A Letter from an Edge

Tania Arcimovich

Kaptaruny village, Belarus

I write this letter from a country where there are still no restrictions, as the President does not see a reason. He calls the pandemic as ‘a corona psychosis’ mentioning that it is more about politics than an illness. Medical and educational institutions make some recommendations, but it is not obligatory. Cafés, restaurants, schools, and kindergartens are open. You can even make a dance or sport class. The social life is going, as if nothing happened. It looks like it is a country of supermen and superwomen who do not be afraid of anything. Or is it a level of despair? I am not sure.

At the same time, many people try to protect themselves using faces masks and keeping the distance. Some of them are engaged in voluntary services. They organized fund-raising, delivering medical equipment to hospitals and food for doctors. The number of infected people is high, and there is no sign, that the epidemic ever ends.

Some foreigners came to Belarus to escape the quarantine in their countries. ‘You are lucky’, they said, ‘as you can choose’. Some of them even called the country as ‘an island of the freedom’… Are you kidding? Was my mother lucky when she was in hospital almost three weeks? She restricted her social life and followed all recommendations. But the family of my sister lives with her. They should go to work, and the husband of the sister was infected. My mother was lucky, she is alive.

And we were lucky, who are self-employments. It was for the first time when I valued my professional position in this country. I am a cultural worker. Usually, like most of us, I feel anxiety, due to the precarious character of my activities. Moreover, in my country, we face with the censorship and the pressure from the authority every time. It makes a lot of stress. But now we were fortunate to control of our lives.

Since March, together with my family I have lived in a village. Like many others, I should change the plans. Losing the feeling of the future, to place myself in a state of a frozen time.

At the beginning, there was a complicated mix of feelings, especially, due to a non-EU passport I have. The borders were close, and nobody could not say exactly when it will work for us who are on ‘the other side’. In close future, I should go to Germany, due to my research work. But I am still not sure how my trip will be going and which new experience I will get as a person with the Belarusian passport.

It was a moment when I was frustrated with all these matters. I tried to continue my work, combining family obligations with a professional life, that are overlapped every time. It looked like the meeting session never ends.

Then I understood that I should change a point. If I have a reason to be less productive (in many senses), how could I use such unique experience? What does this pandemic that is affected on the whole world mean for me? What are reasons for the fears? What am I really afraid of? The situation of a ruined social life turned into a fruitful space for re-reading and re-writing of a moment where I was finding myself. As my mother says, if you do not know what to do, plant a garden. What I did.

Like most of us, I am not sure about the future we will get after. Every country will experience it by various ways, due to the different levels of social, economic, and political conditions. But I wish to save this state of mind I discovered on my edge. Today, when we suffer from the pressure of acceleration, political and technological manipulations as never before, maybe, it is a liminal state of being has a real political potency to get your life back.

→ **Dataset entries**:
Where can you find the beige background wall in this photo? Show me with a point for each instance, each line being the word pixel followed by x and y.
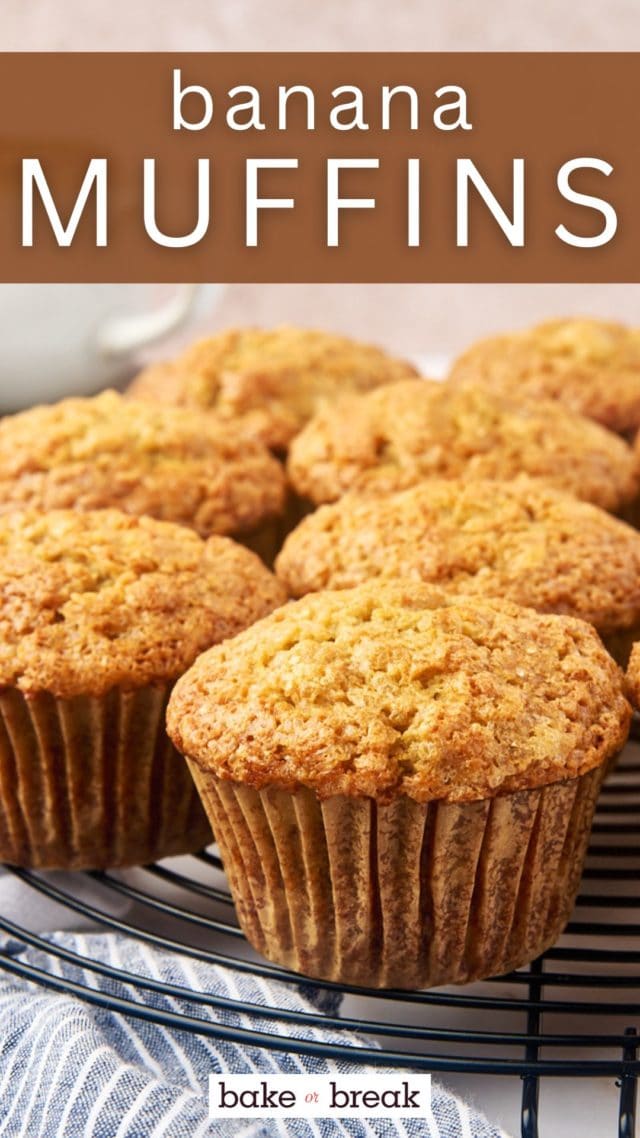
pixel 431 319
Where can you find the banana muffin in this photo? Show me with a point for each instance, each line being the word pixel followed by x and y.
pixel 402 788
pixel 522 541
pixel 633 678
pixel 399 435
pixel 173 463
pixel 270 381
pixel 590 365
pixel 99 615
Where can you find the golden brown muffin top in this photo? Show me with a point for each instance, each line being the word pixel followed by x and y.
pixel 269 380
pixel 388 690
pixel 89 601
pixel 590 365
pixel 399 435
pixel 633 676
pixel 172 463
pixel 522 541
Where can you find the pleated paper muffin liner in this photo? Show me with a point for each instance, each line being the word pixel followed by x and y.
pixel 401 895
pixel 91 782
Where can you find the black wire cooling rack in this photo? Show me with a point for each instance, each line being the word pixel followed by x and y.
pixel 574 1012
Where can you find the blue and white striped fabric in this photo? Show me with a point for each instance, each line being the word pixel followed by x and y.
pixel 71 1070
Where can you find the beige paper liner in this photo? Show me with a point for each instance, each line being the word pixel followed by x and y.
pixel 92 782
pixel 403 895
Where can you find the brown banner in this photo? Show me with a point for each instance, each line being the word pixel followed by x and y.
pixel 551 137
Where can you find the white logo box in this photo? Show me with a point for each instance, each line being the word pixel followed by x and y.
pixel 319 1096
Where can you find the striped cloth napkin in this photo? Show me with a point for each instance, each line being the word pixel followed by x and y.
pixel 72 1070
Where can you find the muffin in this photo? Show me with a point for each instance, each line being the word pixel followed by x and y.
pixel 175 464
pixel 99 615
pixel 590 365
pixel 522 541
pixel 396 436
pixel 270 381
pixel 402 788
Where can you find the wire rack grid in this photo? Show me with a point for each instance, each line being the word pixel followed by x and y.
pixel 574 1012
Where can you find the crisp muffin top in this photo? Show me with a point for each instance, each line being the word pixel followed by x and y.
pixel 590 365
pixel 270 381
pixel 387 690
pixel 399 435
pixel 172 463
pixel 522 541
pixel 89 601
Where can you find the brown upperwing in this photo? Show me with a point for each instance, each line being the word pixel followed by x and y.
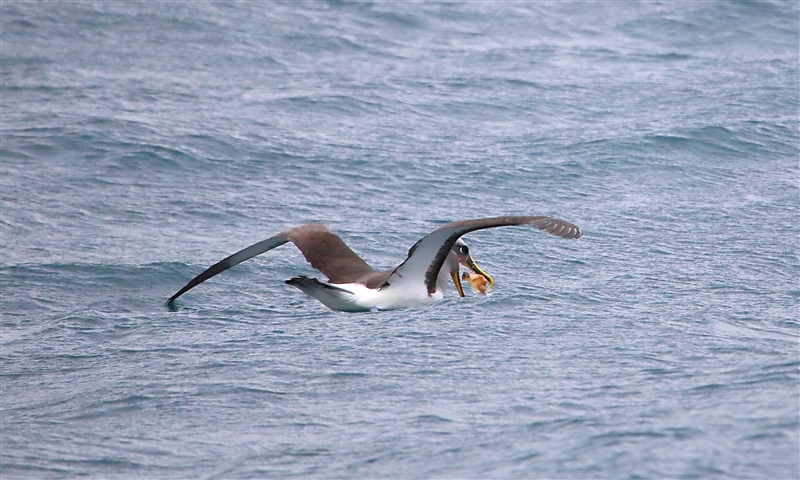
pixel 328 253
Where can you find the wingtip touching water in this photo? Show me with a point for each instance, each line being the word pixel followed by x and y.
pixel 353 285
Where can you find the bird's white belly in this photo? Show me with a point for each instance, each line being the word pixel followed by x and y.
pixel 391 297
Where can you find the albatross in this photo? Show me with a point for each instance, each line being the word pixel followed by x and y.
pixel 354 286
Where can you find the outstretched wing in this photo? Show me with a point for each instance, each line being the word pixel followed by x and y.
pixel 427 256
pixel 324 251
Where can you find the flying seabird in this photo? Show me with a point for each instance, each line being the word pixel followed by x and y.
pixel 354 286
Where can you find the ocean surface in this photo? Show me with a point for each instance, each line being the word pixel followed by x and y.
pixel 142 142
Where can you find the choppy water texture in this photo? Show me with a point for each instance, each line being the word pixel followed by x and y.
pixel 142 142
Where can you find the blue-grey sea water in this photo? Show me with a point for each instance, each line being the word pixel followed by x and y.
pixel 144 141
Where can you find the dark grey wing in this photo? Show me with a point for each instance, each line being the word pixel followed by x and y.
pixel 427 256
pixel 324 251
pixel 234 259
pixel 328 253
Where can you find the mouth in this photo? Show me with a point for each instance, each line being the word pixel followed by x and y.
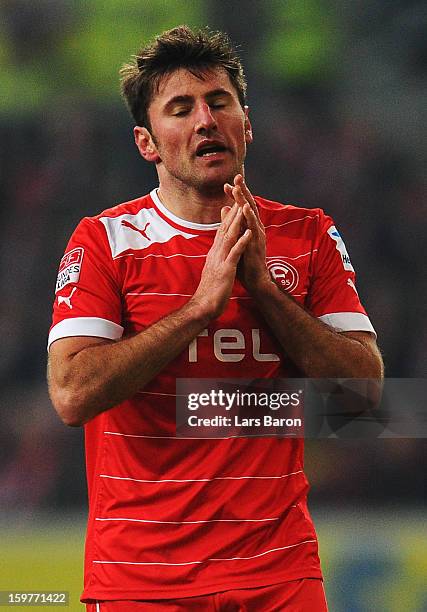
pixel 210 149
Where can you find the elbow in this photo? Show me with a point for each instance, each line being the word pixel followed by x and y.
pixel 69 407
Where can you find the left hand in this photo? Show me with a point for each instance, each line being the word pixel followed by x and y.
pixel 252 269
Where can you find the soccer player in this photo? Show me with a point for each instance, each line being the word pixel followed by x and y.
pixel 197 279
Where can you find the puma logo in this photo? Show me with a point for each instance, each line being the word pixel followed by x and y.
pixel 136 229
pixel 66 300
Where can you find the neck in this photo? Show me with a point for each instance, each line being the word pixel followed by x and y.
pixel 193 204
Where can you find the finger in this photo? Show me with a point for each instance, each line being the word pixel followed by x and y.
pixel 229 229
pixel 227 220
pixel 240 182
pixel 224 212
pixel 252 221
pixel 239 196
pixel 228 190
pixel 237 250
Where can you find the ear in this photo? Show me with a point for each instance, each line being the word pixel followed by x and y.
pixel 248 127
pixel 145 143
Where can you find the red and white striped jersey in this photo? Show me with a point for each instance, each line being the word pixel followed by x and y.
pixel 172 516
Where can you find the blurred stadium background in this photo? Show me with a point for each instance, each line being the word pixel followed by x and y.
pixel 338 97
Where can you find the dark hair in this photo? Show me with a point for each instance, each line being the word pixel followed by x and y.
pixel 198 51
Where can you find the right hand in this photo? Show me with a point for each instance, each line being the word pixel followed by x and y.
pixel 219 272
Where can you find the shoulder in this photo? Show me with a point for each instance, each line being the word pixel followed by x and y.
pixel 279 214
pixel 132 207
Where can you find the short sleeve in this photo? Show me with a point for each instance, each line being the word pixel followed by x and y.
pixel 88 298
pixel 333 296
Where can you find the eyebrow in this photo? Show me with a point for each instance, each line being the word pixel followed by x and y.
pixel 185 99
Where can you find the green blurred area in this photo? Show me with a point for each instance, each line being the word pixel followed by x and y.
pixel 76 50
pixel 80 54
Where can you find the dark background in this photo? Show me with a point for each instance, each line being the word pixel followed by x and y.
pixel 337 92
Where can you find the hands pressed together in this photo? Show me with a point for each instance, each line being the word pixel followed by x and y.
pixel 239 248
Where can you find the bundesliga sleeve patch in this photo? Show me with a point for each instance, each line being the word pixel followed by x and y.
pixel 69 268
pixel 340 246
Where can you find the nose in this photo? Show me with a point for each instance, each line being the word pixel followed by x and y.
pixel 205 121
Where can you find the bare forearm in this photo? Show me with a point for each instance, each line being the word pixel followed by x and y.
pixel 315 348
pixel 102 375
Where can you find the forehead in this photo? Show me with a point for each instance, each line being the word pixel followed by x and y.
pixel 182 82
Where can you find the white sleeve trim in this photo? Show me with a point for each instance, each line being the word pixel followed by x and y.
pixel 85 326
pixel 348 321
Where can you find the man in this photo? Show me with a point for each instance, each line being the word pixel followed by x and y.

→ **Problem 1**:
From the letter, output the passage starting with "At the same" and going on through "she is alive.".
→ **Problem 2**:
Answer these questions using the letter:
(a) For about how long was the writer's mother in hospital?
(b) Since which month has the writer lived in a village with family?
(c) To which country should the writer go for research work?
→ **Problem 3**:
Rewrite, more briefly, the paragraph of the letter that begins "At the same time, many people try to protect themselves", keeping its main facts.
These records have no connection to the letter.

→ **Task response 1**:
At the same time, many people try to protect themselves using faces masks and keeping the distance. Some of them are engaged in voluntary services. They organized fund-raising, delivering medical equipment to hospitals and food for doctors. The number of infected people is high, and there is no sign, that the epidemic ever ends.

Some foreigners came to Belarus to escape the quarantine in their countries. ‘You are lucky’, they said, ‘as you can choose’. Some of them even called the country as ‘an island of the freedom’… Are you kidding? Was my mother lucky when she was in hospital almost three weeks? She restricted her social life and followed all recommendations. But the family of my sister lives with her. They should go to work, and the husband of the sister was infected. My mother was lucky, she is alive.

→ **Task response 2**:
(a) Almost three weeks.
(b) March.
(c) Germany.

→ **Task response 3**:
Many people protect themselves with face masks and distancing. Some volunteer by raising funds and delivering medical equipment to hospitals and food to doctors. Infections are high, with no sign that the epidemic will end.